## What the task requires
From the first line through the last, transcribe the listing word for word.

## Information shown
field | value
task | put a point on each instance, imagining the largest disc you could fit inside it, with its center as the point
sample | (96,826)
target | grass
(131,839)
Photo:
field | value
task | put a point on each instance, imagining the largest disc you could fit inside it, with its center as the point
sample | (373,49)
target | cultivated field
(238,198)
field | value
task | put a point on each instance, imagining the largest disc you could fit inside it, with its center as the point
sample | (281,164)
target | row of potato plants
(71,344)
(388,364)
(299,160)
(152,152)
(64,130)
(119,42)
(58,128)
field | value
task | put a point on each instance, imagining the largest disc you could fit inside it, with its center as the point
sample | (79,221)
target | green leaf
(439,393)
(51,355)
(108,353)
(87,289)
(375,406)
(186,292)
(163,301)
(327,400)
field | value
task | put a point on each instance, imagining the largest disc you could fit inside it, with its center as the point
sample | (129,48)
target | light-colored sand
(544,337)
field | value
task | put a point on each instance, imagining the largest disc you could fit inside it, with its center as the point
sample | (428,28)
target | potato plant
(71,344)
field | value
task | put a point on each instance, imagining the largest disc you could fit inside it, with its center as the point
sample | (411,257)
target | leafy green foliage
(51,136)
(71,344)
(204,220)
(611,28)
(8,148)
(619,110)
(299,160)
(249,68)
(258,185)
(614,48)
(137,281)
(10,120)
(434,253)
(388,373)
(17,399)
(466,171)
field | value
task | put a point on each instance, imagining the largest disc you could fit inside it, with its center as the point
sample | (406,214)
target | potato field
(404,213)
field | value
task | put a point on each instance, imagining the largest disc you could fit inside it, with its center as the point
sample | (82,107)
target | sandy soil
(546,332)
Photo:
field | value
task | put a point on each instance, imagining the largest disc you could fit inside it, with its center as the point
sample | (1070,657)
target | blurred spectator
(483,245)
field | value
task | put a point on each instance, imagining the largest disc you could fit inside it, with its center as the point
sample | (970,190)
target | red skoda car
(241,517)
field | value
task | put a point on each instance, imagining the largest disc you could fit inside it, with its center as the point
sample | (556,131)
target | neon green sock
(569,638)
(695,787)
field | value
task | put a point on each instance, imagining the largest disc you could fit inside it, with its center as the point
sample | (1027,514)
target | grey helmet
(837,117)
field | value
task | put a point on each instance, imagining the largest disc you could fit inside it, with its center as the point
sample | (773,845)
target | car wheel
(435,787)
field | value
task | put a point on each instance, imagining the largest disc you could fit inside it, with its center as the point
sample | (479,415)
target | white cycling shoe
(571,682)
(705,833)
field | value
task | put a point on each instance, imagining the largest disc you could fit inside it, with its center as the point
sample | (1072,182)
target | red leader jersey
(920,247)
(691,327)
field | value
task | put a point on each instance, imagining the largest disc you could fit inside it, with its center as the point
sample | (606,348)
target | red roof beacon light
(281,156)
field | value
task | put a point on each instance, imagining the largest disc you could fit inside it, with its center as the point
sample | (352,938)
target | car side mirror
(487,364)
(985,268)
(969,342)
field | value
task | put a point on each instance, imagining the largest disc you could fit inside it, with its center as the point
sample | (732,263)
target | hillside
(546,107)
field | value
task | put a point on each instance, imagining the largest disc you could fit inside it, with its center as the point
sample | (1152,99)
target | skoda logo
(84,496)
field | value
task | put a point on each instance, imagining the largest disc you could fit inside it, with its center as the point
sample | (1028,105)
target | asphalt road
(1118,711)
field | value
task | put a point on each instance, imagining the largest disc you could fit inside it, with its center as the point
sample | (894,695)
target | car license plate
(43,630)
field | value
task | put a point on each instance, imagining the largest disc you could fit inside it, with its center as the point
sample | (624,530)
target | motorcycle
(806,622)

## The answer
field | value
task | put a point on each instance, imagining the largest disc you could fit inside it, with its center as the point
sample | (96,826)
target | grass
(131,839)
Photo:
field | value
task | put a point on each instance, imagining the largest disc you could fit inside it, with its center as the point
sample | (373,49)
target | cultivated field
(238,198)
field | value
task | put a point on each instance, imagining the largest disc you could fit inside it, with its center as the point
sample | (281,164)
target | row of potato plants
(71,344)
(388,364)
(299,160)
(152,152)
(64,130)
(119,42)
(58,128)
field | value
task | put a point on each instance, imagining the largest disc you could fit inside it, with its center as the point
sample | (79,221)
target | green leaf
(439,393)
(51,355)
(108,353)
(87,289)
(375,406)
(186,292)
(163,301)
(327,400)
field | value
task | put a point on each instance, imagining the largest disc you could fit inside it, with its center as the point
sample | (129,48)
target | light-colored sand
(544,337)
field | value
task | put a point on each instance, imagining the largest disc you could fit inside it, with its center as the point
sample | (428,28)
target | potato plant
(71,344)
field | value
task | put a point on each instance, imagining the largest disc you could fit inside it, with its center as the point
sample | (411,257)
target | leafy green foliage
(51,136)
(71,344)
(204,220)
(611,28)
(8,148)
(619,110)
(299,160)
(249,68)
(258,185)
(614,48)
(137,281)
(10,120)
(434,253)
(388,373)
(17,399)
(466,171)
field | value
task | put a point on each instance, imagining the largest disc you could fit inside it, with its center as the point
sample | (406,214)
target | potato field
(404,213)
field | value
task | put a point on each instance, imagining the largest disc you could fit inside it, with its center as the point
sample | (82,107)
target | sandy soil
(546,332)
Photo:
field | value
task | put a point on each instance, imagining the largest disc you could fit inside it, with its center as the point
sample | (1070,657)
target | blurred spectator
(483,245)
field | value
task | put a point on each instance, imagining the largest disc you could fit inside it, with its center as the point
sample | (970,190)
target | red skoda car
(241,517)
field | value
task | put a point on each instance, imagining the largest disc you could fit inside it, with its center as the point
sample | (556,131)
target | neon green sock
(569,638)
(695,787)
field | value
task | put a point on each instance, imagining the largest disc you could fit inside it, with its center as the point
sample | (1027,514)
target | grey helmet
(837,117)
field | value
task | put a point on each instance, imagining the largest disc you could fit inside it, with its center as the point
sample | (773,845)
target | car wheel
(435,787)
field | value
task | put a point on each instance, imagining the largest disc you could fit inside it, with its center as the point
sample | (479,415)
target | white cycling shoe
(571,682)
(705,833)
field | value
task | put a point on each instance, imagining the largest disc you could fit inside it, with its center as the point
sample | (1072,182)
target | red leader jersey
(920,247)
(691,327)
field | value
task | put a point on each instance, imagining the largest disc you could fit inside it, with its center as the point
sample | (606,348)
target | red roof beacon light
(281,156)
field | value
task | put a point on each instance, imagining the largest disc you could fit inside it, with its center as the point
sample | (352,938)
target | car side mirror
(487,364)
(985,268)
(969,342)
field | value
task | put a point on each instance, imagining the largest disc you could fit inside it, with its center as the point
sample | (732,263)
target | hillside
(546,107)
field | value
task | put a point on each instance, imagining the largest disc you could fit inside it, with its center as the point
sample | (1152,99)
target | skoda logo
(84,496)
field | value
task | put a point on each instance, imagining the largest disc you could fit inside it, with its center as the point
sample | (1028,105)
target | asphalt road
(1118,711)
field | value
task | put a point on each instance, imagining the largest disc you could fit inside it, with its center as the point
sample | (894,695)
target | car license plate
(43,630)
field | value
task | put a point on each instance, imagining the largest disc you could fit inside it, with its center as the point
sample | (624,530)
target | motorcycle
(806,622)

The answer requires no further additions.